Natural-language object grounding data
▶

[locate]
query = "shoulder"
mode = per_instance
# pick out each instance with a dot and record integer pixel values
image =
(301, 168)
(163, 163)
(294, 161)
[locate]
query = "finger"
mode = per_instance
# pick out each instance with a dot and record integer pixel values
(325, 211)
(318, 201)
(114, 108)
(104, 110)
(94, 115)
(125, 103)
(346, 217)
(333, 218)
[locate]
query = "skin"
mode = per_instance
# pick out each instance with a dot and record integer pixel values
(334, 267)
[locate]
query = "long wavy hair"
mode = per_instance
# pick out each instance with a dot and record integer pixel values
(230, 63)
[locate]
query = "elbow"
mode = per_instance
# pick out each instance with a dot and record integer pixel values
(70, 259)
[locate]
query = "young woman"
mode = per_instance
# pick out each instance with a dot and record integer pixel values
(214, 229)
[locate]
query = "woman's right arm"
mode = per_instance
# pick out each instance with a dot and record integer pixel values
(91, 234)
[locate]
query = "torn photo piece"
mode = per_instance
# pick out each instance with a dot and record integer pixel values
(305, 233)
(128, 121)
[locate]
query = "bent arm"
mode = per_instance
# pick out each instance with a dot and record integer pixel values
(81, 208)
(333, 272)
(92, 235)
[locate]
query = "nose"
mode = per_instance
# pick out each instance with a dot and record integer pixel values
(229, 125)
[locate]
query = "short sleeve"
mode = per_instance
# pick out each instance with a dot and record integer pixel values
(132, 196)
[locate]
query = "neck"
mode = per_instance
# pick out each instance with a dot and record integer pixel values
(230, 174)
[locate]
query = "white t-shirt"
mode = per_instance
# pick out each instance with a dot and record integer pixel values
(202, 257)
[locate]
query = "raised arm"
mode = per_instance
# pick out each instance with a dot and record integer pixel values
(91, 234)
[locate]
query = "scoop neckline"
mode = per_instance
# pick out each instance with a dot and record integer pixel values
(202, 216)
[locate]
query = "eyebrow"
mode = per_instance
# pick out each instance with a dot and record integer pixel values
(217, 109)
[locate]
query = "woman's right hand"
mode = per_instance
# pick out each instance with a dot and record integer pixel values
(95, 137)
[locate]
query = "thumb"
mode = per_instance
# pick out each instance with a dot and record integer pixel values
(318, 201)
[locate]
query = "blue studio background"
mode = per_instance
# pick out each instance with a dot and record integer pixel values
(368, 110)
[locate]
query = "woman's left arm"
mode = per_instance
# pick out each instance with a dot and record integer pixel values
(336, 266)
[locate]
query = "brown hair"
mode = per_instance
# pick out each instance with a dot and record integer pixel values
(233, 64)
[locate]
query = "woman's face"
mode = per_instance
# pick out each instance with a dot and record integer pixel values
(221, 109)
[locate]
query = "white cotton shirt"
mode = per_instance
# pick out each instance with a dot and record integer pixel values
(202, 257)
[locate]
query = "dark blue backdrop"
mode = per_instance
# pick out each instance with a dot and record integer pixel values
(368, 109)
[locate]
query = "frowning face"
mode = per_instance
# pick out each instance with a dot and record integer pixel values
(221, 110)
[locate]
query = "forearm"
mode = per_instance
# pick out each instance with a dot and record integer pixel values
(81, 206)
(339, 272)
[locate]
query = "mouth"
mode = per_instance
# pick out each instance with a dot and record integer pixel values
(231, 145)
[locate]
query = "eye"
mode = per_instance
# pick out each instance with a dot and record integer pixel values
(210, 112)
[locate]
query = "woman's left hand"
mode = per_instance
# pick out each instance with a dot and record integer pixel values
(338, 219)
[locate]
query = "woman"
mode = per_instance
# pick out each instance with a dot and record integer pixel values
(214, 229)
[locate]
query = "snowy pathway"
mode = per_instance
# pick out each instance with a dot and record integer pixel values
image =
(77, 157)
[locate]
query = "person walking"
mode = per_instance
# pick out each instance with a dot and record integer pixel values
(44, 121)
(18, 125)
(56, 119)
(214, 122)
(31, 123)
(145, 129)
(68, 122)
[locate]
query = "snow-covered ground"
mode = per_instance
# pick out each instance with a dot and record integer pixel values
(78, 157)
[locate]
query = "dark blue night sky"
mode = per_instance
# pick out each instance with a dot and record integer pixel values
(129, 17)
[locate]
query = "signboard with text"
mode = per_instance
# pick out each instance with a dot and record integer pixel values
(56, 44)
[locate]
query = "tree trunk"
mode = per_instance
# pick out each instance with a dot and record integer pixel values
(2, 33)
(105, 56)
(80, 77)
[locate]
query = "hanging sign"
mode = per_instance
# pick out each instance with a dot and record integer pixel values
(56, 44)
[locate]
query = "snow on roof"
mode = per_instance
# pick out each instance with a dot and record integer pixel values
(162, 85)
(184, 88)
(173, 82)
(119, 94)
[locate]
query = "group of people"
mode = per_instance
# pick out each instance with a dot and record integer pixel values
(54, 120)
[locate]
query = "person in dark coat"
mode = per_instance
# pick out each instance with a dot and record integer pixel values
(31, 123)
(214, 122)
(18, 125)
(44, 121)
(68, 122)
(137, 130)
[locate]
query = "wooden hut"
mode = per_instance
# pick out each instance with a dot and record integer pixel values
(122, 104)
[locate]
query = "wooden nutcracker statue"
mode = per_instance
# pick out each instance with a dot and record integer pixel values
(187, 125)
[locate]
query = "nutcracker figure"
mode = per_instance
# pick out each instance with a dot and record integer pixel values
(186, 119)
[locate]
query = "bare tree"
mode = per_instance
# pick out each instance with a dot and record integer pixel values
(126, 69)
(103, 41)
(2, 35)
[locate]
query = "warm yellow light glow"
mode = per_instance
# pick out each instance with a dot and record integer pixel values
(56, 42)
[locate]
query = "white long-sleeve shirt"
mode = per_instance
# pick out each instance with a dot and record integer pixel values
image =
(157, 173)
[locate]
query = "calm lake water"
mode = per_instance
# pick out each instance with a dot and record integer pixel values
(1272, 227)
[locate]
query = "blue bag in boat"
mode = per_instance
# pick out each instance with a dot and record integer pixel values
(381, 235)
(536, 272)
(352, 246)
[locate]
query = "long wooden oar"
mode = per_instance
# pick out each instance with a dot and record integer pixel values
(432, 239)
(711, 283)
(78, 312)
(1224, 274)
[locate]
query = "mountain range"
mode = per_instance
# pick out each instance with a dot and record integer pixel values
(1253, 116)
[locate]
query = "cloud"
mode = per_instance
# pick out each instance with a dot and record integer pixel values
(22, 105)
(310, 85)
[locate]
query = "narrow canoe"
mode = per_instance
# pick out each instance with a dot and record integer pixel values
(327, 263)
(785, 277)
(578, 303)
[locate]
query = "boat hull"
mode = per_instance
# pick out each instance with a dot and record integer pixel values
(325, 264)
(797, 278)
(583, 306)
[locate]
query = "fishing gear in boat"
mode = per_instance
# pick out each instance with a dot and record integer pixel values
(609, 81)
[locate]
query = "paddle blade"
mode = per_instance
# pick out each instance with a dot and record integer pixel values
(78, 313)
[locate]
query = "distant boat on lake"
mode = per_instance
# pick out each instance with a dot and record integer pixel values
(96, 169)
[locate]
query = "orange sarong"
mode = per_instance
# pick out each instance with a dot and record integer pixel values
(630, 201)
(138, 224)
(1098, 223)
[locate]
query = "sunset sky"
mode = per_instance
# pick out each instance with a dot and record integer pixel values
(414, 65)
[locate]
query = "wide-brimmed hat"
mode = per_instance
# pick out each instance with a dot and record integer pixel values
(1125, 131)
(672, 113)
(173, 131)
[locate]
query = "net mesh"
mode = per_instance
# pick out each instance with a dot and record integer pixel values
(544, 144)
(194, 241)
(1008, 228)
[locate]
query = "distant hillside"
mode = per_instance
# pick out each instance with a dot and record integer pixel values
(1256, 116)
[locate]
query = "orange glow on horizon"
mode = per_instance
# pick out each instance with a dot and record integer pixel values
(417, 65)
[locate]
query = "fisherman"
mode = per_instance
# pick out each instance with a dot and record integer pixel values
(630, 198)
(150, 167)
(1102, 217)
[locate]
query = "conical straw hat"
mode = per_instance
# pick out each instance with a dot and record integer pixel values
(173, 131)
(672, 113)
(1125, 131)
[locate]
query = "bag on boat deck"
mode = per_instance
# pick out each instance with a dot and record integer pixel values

◀

TASK REQUIREMENTS:
The word to find is "person". Copy every line of the records that holds it.

EXERCISE OUTPUT:
query = "person walking"
query = "person in dark coat"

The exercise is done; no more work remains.